◆ **Seçilmiş Bölüm**:
- - - -

İnsanların ve omurgalı hayvanların çatısını (iskeletini) meydana getiren sert ve katı doku. Kemikler çeşitli biçimde sıralanıp dizilerek, vücudun yumuşak kısımlarını tutan bir destek olurlar. Bazıları birleşerek nazik organların koruyucusu olur, bazılarıda hareketli organlar için kaldıraç işini görür.

Erişkin bir insanın vücudunda irili ufaklı 213 adet kemik vardır. Eğer boynun ön kısmında bulunan bir adet dil kemiği ve orta kulaklarda bulunan 6 adet örs, üzengi ve çekiç kemikleri sayılmaz ise, vücutta 206 adet kemik vardır ki, genel olarak bu sayı verilir.

Kemikler üç kısma ayrılır:
1) Uzun (kol ve bacak kemiklerinin çoğu)
2) Yassı (kafatası ve leğen kemikleri, göğüs ve kürek kemiği)
3) Kısa (omurlar, el ve ayak kemikleri)

Uzun kemiklerin uçlarına ''epifiz'' orta kısmına da ''diyafiz'' denir. Metafiz; epifiz ile diyafiz (uçtan uzak) kısmını birleştirir. Kemiklerin üstünü ''periost'' denilen ince bir zar örter. Kemiğin içinde ''kemik iliğî'' denilen yumuşak bir kısım vardır; kemiği besleyen kan damarları, sinirler buradan geçer. Kemik iliğinin ayrıca kan hücrelerinin yapımında da önemli rolü vardır. Kemik dokusu iki .eşittir. Tıkız doku, kemiğin ana dokusudur, en dışta bulunur. Süngersi doku ise daha çok kemik uçlarında yer alır. Yassı kemikler üç tabakadır. her iki yüzey tabakalrı tıkız dokudandır. Kısa kemikler, büyüklerine göre süngersi ve tıkız dokulardan meydanagelir. Kemiğin ana maddesi ossein'dir. Proteinli, esnek bir madde olan osseinin üzerine, enzimler etkisiyle kanla gelen kalker tuzları (fosfatlar) çökelir. Fosfor, kükürt ve amino asitler de osseinin bileşimine girer. Kemiğin meydana gelmesi iki şekilde olabilir. Zar yoluyla kemikleşme (telsel dokuda) ve kıkırdak yoluyla kemikleşme (kıkırdaklarda). Kemik dokusu cansız değildir. Yoğun bir metabolizma (yapım-yıkım) alanıdır. Kemik dokusunda yapım ve yıkım arasında bir denge vardır.

- - - -

◆ **Çalışılacak Konular**:
A. Seçilmiş bölüme göre kemiklerin üstünü örten ince zarın adı nedir?
B. Aşağıdaki ifadelerin seçilmiş bölümle uyuşup uyuşmadığını belirtin ve her biri için bölümden belirleyici sözleri aynen alıntılayın: (i) Süngersi doku kemiğin en dış kısmında bulunur. (ii) Kemiğin ana maddesi ossein'dir. (iii) Kemik dokusu cansızdır.
C. Seçilmiş bölümde kemiklerin ayrıldığı kısımların hepsini sıralayın.
Yanıt verirken yalnızca bu bölümdeki bilgilere dayanın.

- - - -

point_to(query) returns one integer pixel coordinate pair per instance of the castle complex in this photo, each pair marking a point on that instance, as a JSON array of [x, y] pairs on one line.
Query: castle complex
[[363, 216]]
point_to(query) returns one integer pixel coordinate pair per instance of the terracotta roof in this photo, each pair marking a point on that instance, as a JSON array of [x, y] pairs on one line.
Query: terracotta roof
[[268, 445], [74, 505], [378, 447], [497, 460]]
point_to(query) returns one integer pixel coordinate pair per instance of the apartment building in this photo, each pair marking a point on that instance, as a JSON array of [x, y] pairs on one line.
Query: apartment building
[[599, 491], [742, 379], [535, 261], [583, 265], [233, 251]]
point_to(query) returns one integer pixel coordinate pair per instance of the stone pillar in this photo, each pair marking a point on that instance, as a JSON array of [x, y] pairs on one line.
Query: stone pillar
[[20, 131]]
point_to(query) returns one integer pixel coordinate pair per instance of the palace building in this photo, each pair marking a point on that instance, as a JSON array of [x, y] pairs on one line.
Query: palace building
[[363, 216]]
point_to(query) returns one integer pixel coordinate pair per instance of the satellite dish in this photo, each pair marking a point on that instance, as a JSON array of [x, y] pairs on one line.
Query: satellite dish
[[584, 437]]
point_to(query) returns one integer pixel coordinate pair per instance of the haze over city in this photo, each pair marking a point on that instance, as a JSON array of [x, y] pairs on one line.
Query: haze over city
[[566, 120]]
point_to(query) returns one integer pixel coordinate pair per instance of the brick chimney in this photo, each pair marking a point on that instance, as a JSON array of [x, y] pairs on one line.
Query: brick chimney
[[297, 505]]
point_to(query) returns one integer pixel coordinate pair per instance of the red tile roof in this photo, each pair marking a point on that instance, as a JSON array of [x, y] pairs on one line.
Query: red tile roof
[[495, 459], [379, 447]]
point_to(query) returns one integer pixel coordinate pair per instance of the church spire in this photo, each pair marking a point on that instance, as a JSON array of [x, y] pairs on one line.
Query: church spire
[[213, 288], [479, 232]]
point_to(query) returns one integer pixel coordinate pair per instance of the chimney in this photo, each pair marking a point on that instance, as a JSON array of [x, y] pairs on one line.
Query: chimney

- - - -

◆ **Çözümler**:
A. Kemiklerin üstünü örten ince zarın adı periosttur.

B.
(i) Hayır: "Tıkız doku, kemiğin ana dokusudur, en dışta bulunur."
(ii) Evet: "Kemiğin ana maddesi ossein'dir."
(iii) Hayır: "Kemik dokusu cansız değildir."

C. Uzun, yassı ve kısa.